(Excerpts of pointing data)

________________

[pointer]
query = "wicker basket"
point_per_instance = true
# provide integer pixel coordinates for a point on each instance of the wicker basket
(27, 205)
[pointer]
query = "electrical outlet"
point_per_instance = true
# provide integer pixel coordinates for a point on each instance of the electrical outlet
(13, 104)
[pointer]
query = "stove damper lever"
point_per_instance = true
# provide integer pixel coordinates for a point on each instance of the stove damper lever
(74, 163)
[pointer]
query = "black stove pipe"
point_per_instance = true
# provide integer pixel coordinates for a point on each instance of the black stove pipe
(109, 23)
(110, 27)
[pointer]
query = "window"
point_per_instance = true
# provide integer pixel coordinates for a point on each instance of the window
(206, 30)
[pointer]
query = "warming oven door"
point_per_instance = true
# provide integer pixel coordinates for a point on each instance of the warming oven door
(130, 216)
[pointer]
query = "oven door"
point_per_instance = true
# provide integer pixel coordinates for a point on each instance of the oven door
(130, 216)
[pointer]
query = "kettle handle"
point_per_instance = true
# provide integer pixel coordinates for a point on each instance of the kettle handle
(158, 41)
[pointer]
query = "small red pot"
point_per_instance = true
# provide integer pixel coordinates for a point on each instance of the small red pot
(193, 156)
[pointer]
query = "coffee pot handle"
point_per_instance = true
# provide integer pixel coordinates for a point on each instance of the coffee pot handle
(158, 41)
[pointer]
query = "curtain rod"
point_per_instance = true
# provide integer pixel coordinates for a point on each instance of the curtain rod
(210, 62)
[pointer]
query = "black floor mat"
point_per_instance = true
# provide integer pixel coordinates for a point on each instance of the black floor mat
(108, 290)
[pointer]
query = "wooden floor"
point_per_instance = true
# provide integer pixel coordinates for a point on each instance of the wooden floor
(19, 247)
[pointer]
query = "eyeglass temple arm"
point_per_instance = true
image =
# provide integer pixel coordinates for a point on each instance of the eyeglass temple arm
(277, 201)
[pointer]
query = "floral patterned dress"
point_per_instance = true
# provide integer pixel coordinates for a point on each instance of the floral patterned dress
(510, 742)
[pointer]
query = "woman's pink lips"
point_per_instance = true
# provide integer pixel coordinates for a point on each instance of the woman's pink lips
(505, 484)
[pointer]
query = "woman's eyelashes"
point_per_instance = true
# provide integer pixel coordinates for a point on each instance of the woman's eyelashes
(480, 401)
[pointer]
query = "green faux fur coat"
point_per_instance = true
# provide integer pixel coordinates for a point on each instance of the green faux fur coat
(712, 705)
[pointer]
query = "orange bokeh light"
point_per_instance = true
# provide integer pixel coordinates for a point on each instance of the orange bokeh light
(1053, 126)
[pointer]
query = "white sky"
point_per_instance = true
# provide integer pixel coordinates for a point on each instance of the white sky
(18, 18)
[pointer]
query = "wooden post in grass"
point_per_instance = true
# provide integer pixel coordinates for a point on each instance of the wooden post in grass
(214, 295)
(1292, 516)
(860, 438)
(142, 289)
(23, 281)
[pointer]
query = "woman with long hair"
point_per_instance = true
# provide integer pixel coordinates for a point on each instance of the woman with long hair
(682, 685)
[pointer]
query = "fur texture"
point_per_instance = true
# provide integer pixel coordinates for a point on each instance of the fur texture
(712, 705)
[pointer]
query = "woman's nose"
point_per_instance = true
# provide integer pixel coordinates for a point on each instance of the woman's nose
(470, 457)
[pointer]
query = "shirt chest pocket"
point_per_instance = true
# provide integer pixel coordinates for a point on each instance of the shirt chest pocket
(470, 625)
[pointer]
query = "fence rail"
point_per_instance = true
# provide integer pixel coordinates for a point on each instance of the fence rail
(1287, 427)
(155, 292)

________________

#### REQUIRED WORK:
Pull out each line in the rows above that contains the string "chest". Count only matches with the same uppercase and lowercase letters.

#### THE ANSWER:
query = "shirt chest pocket"
# provide integer pixel coordinates for a point on each instance of the shirt chest pocket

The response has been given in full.